DESCRIPTION OF THE TASK -
State how many lines of the records contain the word "metal", and give only that number.

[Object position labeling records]
• • • •

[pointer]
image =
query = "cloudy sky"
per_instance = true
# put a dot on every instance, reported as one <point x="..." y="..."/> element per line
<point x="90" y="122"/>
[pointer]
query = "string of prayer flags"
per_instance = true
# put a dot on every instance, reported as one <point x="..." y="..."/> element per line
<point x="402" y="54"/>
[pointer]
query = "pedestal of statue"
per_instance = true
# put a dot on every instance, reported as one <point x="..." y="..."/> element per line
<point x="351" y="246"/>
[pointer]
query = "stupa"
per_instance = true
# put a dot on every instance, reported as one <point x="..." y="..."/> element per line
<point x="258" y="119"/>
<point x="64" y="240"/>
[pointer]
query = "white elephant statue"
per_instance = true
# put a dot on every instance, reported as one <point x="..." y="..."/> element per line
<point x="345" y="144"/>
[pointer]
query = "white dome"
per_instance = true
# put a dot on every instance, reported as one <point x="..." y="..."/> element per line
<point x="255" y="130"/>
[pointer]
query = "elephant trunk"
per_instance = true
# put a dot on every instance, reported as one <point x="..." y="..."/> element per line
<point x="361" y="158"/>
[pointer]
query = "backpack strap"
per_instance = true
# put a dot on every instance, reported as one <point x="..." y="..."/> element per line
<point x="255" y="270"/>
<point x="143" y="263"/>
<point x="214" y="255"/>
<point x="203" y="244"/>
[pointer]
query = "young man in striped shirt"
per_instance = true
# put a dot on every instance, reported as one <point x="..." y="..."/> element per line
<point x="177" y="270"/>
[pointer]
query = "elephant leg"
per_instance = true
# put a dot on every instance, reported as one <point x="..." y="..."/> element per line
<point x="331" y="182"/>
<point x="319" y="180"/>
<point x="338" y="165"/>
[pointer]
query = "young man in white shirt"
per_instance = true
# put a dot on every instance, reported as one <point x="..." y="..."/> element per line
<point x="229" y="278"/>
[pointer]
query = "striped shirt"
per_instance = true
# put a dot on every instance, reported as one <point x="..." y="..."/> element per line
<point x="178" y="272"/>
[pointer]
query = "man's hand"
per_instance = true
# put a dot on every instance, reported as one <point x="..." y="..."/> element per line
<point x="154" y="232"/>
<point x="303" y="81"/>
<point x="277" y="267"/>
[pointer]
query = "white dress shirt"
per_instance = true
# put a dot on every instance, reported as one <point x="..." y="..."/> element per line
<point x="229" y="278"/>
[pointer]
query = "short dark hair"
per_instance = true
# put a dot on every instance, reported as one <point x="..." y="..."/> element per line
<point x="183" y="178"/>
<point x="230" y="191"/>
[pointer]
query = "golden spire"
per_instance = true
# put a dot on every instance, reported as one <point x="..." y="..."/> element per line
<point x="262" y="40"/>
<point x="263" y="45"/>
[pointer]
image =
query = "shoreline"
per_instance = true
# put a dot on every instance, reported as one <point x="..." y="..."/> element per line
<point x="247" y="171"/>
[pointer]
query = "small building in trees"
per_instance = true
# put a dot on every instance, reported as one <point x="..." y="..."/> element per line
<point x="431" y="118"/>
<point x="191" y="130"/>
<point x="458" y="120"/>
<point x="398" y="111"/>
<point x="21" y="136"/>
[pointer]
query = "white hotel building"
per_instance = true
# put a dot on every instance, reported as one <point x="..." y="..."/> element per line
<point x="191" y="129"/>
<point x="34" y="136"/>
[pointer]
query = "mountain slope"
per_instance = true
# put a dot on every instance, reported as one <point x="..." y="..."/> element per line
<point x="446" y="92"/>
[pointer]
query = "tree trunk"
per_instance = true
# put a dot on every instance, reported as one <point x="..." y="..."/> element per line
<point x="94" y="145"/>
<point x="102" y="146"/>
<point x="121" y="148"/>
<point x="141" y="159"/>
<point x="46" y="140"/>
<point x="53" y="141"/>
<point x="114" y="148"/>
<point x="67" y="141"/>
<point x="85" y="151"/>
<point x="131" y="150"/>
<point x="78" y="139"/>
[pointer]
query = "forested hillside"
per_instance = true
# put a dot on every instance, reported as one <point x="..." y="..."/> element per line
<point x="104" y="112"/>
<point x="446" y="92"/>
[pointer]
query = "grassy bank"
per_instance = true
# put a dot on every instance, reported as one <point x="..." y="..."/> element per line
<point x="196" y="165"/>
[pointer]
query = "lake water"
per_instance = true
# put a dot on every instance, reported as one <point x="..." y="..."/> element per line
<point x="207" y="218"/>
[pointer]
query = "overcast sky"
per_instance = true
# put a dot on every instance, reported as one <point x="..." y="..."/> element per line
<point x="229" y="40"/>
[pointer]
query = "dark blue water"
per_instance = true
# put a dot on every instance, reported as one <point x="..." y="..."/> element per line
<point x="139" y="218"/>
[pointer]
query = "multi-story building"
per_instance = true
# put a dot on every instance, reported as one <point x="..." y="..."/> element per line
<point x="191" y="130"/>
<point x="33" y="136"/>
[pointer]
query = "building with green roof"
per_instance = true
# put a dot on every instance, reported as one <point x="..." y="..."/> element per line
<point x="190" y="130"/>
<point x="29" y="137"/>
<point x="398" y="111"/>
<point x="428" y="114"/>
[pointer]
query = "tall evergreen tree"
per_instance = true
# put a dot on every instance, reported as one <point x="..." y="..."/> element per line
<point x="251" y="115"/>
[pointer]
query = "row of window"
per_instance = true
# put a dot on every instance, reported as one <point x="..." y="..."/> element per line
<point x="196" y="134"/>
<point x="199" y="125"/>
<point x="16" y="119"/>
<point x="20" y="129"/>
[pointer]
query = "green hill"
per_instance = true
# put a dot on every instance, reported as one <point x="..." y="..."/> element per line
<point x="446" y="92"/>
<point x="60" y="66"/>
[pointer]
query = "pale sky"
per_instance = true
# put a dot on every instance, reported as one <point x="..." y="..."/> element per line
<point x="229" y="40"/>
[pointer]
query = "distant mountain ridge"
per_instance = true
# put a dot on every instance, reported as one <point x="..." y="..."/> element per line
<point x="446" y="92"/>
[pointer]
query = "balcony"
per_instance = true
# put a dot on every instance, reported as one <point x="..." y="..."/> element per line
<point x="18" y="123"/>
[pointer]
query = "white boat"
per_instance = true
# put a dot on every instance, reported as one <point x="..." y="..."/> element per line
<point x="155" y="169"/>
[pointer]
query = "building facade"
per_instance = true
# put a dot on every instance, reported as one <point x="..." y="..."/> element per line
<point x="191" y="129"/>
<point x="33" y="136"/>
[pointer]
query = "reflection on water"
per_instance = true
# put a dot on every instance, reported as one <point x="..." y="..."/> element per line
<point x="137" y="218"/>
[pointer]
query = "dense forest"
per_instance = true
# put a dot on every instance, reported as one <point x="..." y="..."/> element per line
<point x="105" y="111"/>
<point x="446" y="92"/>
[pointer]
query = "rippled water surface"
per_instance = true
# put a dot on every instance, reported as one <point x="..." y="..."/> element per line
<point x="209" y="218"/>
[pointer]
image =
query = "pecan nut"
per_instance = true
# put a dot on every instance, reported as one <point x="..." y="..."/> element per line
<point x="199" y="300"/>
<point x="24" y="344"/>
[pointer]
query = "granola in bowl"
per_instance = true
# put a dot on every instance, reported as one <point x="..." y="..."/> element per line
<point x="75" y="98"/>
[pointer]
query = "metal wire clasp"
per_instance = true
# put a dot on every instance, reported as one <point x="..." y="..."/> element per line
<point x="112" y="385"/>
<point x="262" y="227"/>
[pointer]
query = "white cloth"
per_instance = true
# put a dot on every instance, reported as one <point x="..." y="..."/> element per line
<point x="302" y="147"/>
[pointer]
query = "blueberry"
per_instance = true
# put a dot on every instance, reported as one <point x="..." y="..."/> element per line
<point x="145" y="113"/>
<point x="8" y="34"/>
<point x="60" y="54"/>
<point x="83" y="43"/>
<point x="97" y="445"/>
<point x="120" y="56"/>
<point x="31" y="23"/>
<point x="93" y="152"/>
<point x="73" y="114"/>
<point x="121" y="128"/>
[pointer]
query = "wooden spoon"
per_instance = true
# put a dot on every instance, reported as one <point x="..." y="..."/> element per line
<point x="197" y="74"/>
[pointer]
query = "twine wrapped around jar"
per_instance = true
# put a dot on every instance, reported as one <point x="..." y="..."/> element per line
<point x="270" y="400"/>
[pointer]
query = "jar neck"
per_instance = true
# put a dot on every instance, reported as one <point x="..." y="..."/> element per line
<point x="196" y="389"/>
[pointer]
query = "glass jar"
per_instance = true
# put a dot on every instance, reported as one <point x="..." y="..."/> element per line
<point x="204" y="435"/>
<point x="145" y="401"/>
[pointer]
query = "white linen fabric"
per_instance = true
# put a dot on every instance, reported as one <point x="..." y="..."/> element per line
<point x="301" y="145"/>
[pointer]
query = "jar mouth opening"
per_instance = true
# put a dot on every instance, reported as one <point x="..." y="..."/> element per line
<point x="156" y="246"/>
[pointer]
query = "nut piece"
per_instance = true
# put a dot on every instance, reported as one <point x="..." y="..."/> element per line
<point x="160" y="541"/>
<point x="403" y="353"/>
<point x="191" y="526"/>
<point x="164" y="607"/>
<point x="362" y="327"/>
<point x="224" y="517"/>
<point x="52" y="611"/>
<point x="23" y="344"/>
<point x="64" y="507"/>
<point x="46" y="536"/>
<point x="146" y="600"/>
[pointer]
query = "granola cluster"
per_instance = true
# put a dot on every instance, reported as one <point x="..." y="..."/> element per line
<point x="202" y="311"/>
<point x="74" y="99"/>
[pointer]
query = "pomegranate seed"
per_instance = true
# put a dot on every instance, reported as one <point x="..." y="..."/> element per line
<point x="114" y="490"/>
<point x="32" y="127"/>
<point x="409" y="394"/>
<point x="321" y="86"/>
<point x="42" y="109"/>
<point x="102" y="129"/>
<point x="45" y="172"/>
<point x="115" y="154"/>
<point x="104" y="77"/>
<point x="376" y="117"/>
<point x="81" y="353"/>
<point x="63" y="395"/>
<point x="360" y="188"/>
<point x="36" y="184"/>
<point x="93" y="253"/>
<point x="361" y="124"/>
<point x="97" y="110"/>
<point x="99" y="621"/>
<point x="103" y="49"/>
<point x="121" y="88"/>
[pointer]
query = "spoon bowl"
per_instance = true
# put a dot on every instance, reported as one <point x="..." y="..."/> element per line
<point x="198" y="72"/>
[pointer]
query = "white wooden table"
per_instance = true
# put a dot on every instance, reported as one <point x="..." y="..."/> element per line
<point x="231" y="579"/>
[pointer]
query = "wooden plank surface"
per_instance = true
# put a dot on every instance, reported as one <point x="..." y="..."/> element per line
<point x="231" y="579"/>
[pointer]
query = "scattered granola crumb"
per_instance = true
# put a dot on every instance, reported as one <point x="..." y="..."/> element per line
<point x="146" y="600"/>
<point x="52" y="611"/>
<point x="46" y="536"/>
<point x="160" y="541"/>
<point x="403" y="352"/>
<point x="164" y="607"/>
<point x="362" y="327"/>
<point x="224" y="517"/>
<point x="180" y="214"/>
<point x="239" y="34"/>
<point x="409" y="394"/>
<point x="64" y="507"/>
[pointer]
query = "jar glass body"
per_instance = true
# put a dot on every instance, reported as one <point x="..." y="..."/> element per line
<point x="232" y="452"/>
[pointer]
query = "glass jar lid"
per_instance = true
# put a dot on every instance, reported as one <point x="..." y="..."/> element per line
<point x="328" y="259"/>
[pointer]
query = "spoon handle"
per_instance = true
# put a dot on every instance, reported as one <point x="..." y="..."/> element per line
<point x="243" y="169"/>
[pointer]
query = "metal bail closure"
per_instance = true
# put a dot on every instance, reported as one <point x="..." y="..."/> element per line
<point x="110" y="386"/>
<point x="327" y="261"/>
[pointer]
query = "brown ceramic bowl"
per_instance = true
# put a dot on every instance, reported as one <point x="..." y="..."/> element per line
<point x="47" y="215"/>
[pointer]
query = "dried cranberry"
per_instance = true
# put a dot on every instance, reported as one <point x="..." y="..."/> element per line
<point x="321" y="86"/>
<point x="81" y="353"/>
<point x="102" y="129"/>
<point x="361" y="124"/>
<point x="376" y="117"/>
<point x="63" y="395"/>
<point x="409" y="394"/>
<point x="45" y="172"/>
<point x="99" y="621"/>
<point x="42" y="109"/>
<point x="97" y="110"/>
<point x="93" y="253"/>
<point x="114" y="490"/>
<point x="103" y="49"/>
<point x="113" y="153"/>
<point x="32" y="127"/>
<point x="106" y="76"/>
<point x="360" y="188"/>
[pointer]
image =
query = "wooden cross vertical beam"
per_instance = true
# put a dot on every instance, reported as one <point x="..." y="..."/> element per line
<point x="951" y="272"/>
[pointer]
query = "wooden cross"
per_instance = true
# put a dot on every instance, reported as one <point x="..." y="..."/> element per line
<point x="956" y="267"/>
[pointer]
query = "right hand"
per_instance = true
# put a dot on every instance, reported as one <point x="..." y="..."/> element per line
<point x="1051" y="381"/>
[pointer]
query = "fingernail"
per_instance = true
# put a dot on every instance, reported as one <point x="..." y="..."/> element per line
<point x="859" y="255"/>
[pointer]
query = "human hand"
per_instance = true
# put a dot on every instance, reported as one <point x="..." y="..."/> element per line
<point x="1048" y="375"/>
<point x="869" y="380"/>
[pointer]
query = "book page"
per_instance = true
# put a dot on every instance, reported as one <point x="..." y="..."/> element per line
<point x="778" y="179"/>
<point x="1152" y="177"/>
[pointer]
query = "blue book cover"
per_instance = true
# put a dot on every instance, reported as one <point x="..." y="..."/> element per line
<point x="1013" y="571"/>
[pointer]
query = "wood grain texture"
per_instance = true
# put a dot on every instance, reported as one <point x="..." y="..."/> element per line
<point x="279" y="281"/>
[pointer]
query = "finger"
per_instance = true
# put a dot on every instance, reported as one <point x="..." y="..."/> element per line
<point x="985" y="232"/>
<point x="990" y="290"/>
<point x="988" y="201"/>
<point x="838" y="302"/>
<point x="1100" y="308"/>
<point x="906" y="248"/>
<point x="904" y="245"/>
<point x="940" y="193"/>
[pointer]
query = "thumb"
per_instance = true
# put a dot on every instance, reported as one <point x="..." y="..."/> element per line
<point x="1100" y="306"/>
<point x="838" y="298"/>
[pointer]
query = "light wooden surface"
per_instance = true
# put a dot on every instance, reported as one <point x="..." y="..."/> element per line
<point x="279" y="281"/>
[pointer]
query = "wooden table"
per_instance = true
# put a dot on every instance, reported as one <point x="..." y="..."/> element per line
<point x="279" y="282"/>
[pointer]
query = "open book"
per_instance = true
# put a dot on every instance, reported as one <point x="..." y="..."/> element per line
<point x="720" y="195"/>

• • • •

TASK OUTPUT -
2